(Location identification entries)
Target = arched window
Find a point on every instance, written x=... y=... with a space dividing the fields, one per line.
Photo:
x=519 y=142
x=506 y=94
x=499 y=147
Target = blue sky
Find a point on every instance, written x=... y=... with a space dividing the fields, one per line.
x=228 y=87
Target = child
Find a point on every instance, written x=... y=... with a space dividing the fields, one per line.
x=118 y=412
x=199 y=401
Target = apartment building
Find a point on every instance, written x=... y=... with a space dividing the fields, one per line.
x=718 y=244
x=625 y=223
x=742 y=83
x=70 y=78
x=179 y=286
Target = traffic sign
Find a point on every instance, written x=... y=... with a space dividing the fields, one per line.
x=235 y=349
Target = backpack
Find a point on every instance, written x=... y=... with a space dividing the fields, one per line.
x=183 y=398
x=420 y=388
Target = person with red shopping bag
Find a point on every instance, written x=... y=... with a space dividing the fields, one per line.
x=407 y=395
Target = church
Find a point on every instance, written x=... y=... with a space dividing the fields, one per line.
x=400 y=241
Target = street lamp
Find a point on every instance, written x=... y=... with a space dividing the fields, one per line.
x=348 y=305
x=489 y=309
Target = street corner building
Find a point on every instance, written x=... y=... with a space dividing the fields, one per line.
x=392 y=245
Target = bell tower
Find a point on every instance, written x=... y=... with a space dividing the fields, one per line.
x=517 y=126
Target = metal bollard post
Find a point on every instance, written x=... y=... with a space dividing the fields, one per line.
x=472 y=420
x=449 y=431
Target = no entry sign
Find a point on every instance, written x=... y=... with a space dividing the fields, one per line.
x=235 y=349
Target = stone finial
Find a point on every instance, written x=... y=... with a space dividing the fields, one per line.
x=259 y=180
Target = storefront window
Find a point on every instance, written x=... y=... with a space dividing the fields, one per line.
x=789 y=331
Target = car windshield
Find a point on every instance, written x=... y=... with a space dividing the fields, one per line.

TASK DIRECTIONS — Duplicate every line of the items above without changing a single character.

EXERCISE RESPONSE —
Target = arched window
Find a point on every instance, written x=... y=... with a space dividing the fields, one per line.
Photo:
x=519 y=142
x=506 y=94
x=499 y=147
Target = blue sky
Find a point on every instance, written x=... y=... with a space dividing the fields, one per line.
x=228 y=87
Target = child
Find a point on every instance, written x=... y=... with a space dividing the fields, one per line.
x=118 y=412
x=199 y=401
Target = apartment building
Find a point on every instance, written x=... y=... with a space dividing the fields, one per line.
x=718 y=244
x=625 y=223
x=742 y=83
x=70 y=78
x=179 y=286
Target = traffic sign
Find a point on every instance, written x=... y=... with a space dividing the fields, one per line.
x=235 y=349
Target = backpack
Find a point on every instance, written x=... y=... with a space dividing the fields, one per line.
x=183 y=398
x=420 y=388
Target = person with red shopping bag
Find a point on every instance, written x=... y=... with a space dividing the fields, one per line.
x=407 y=395
Target = church
Find a point on every instance, written x=... y=... with a space dividing the fields, one per line.
x=400 y=241
Target = street lamp
Find a point on every instance, written x=... y=... with a space dividing the fields, one per line.
x=348 y=305
x=489 y=309
Target = street corner building
Find a point on every instance, written x=... y=... with a space dividing the fields, one per line.
x=392 y=245
Target = bell tower
Find a point on every instance, written x=... y=... with a space dividing the fields, one per line.
x=517 y=126
Target = metal bollard post
Find a point on every instance, written x=... y=... with a space dividing the fields, one per line.
x=472 y=420
x=449 y=431
Target = no entry sign
Find a point on every instance, written x=... y=... with a space dividing the fields, one per line.
x=235 y=349
Target = stone finial
Find a point on every instance, written x=... y=... with a space dividing the fields, one per line.
x=259 y=180
Target = storefront window
Find a point on every instance, written x=... y=... with a space dividing the fields, one per line.
x=789 y=331
Target = car windshield
Find a point on every instance, written x=... y=... with a space dividing the fields, one per line.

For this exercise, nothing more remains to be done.